**TO DO**
Please transcribe the passage of the latch excerpt that begins with the words "It will be appreciated" and ends with "reference to pulling.", keeping every word unchanged.

**SOURCE EXCERPT**
================================

Latch operating means of the present invention may be associated with further latch operating means to form a latch operating set in which means are provided to connect the first and further latch operating means such that operation of the locking means of the first latch operating means restrains the further latch operating means from operation. When the first latch operating means has a spacer as described above, a connection may be provided between the spacer of the first latch operating means and the further latch operating means, rotation of the spacer causing linear movement of the connection to or from a position where it restrains the further latch operating means from operation.
It will be appreciated that in any of the various aspects and forms of the invention, while it may be preferred to bring about the retraction of the latch bolt by pressure on a push button towards the door, the reverse arrangement may usually be provided whereby retraction of the latch bolt is effected by pulling the operating member away from the door. Thus references to "push buttons" and the like throughout this specification may as appropriate be replaced, mutatis mutandis, by reference to pulling.

================================

**DATA EXTRACT**

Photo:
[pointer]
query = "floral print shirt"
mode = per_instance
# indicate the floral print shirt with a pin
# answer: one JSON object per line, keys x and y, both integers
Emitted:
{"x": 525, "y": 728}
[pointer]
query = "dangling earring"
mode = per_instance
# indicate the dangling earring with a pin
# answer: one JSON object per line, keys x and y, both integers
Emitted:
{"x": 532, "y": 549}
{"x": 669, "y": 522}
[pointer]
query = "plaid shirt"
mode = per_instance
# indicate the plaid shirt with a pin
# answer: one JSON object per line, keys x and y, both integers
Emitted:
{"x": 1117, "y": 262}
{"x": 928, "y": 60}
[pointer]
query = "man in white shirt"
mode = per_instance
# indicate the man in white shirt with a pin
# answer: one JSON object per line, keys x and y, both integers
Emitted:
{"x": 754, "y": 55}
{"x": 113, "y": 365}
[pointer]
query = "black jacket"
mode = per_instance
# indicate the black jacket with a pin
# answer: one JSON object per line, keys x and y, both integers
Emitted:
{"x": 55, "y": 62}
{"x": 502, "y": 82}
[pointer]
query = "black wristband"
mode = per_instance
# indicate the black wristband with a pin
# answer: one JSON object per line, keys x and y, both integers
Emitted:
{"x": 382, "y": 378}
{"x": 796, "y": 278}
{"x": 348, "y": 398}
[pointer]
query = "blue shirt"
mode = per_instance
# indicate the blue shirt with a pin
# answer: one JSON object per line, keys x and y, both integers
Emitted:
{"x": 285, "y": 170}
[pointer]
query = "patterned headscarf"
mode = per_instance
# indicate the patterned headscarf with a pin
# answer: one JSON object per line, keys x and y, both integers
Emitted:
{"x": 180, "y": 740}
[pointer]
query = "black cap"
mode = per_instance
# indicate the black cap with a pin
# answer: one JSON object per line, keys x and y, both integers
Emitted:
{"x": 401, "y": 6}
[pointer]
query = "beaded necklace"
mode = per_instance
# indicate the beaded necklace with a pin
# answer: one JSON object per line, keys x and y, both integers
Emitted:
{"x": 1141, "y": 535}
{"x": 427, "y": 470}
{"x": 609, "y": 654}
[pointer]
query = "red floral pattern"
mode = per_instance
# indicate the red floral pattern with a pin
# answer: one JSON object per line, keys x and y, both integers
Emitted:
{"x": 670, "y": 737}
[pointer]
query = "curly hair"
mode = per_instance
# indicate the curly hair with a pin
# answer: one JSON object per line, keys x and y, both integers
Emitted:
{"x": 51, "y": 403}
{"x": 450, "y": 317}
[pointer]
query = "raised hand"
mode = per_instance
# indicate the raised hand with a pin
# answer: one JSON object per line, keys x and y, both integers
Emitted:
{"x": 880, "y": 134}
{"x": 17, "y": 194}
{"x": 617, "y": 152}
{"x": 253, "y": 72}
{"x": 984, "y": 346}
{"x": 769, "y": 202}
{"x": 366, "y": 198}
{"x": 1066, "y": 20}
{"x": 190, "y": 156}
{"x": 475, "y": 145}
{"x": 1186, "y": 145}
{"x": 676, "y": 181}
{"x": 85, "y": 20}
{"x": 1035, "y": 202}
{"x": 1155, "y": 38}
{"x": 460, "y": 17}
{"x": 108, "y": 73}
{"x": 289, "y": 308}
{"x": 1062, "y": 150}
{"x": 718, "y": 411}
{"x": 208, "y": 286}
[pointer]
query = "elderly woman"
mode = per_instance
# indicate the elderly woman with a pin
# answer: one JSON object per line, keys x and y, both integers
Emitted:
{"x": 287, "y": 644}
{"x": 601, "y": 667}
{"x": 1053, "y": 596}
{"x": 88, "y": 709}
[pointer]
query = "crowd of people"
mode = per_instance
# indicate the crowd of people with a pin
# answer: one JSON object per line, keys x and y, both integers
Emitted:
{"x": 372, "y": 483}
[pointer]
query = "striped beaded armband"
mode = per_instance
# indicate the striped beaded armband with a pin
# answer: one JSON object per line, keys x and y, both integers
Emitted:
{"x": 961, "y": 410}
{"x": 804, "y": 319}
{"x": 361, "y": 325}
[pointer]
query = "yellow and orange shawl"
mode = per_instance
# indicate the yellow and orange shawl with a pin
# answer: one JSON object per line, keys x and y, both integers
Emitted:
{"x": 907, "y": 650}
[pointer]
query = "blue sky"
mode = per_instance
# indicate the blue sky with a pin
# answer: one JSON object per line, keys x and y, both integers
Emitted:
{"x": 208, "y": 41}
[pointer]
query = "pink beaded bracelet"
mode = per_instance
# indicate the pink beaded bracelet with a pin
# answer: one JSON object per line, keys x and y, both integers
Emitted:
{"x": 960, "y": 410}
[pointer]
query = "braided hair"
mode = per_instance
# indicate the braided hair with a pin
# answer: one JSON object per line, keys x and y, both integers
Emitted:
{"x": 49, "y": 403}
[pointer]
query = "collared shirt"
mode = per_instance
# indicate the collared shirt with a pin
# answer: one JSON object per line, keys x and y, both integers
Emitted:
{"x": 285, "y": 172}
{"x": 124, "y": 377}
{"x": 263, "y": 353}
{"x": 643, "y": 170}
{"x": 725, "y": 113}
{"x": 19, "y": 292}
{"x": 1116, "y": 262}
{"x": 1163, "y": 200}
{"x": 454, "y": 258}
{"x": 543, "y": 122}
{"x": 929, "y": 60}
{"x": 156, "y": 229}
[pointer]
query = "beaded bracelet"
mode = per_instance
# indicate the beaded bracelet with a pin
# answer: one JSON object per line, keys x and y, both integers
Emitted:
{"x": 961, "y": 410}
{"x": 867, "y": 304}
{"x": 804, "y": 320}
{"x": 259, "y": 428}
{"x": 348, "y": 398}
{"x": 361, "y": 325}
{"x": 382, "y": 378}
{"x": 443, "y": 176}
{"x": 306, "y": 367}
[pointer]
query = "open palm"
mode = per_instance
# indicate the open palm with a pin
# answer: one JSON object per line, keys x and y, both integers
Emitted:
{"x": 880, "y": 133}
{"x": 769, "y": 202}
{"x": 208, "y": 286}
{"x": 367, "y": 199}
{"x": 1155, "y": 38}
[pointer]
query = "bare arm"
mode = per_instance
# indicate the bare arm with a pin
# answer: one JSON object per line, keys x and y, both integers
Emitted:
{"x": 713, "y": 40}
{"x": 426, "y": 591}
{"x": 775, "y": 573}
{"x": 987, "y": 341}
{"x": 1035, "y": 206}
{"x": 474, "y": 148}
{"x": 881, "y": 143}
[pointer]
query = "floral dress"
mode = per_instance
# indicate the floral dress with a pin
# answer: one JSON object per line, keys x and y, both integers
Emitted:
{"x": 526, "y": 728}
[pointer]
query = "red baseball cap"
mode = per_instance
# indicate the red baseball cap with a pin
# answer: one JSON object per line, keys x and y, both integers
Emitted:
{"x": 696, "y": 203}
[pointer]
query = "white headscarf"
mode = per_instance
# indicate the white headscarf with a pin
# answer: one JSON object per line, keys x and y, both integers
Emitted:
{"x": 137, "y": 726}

================================

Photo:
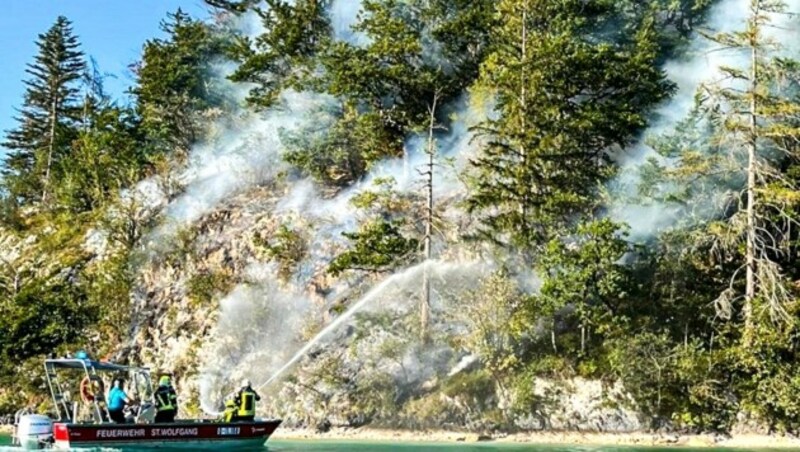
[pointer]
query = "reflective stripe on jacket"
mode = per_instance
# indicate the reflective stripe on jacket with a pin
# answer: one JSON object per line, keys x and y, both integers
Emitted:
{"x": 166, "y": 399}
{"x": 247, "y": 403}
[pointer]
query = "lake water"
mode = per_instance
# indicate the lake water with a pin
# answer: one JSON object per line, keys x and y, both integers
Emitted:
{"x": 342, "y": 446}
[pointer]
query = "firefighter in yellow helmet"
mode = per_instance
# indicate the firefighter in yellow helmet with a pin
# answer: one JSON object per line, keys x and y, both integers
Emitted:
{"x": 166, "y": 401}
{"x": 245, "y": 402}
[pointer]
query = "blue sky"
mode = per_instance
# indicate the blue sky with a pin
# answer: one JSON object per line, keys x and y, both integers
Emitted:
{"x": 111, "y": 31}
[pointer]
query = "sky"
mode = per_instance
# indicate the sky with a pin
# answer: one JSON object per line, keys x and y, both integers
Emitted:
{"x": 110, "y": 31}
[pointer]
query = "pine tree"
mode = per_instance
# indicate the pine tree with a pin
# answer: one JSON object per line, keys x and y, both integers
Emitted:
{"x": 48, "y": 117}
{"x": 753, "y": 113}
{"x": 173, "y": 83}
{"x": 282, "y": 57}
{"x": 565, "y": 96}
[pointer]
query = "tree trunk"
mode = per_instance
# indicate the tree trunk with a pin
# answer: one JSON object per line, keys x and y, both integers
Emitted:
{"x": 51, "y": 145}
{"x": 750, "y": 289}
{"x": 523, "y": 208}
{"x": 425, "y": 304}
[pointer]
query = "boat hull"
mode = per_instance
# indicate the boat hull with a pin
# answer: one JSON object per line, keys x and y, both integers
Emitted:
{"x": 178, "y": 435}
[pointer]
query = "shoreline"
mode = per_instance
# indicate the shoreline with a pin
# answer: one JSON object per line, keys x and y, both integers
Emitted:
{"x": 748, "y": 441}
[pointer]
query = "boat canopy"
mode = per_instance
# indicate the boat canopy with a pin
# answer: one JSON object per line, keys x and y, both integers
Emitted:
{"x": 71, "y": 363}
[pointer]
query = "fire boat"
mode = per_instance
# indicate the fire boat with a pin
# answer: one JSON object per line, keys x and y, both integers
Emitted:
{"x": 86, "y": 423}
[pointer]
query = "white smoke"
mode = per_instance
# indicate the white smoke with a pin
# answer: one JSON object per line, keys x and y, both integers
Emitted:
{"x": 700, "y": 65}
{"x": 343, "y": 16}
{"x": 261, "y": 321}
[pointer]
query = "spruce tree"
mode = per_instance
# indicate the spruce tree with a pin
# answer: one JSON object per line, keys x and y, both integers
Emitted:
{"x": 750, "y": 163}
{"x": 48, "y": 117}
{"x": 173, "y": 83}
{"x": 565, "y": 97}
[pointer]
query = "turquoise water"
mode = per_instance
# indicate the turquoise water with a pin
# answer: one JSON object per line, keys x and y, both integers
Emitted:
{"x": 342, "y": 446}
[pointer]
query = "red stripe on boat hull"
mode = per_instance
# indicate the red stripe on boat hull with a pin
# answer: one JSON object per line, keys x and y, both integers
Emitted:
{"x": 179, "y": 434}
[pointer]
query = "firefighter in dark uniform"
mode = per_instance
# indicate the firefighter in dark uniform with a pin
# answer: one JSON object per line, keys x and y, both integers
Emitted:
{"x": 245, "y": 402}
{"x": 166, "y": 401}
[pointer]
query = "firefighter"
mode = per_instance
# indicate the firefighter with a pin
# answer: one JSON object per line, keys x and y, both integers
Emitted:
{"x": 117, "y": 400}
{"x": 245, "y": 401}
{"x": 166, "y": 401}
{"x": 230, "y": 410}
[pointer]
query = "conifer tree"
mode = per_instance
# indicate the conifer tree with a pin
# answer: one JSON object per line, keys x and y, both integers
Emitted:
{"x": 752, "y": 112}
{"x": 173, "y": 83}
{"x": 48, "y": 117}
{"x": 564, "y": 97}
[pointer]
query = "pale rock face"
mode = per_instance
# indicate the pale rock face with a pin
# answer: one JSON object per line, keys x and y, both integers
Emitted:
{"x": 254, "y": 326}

================================

**CORRECT OUTPUT**
It will be appreciated that in any of the various aspects and forms of the invention, while it may be preferred to bring about the retraction of the latch bolt by pressure on a push button towards the door, the reverse arrangement may usually be provided whereby retraction of the latch bolt is effected by pulling the operating member away from the door. Thus references to "push buttons" and the like throughout this specification may as appropriate be replaced, mutatis mutandis, by reference to pulling.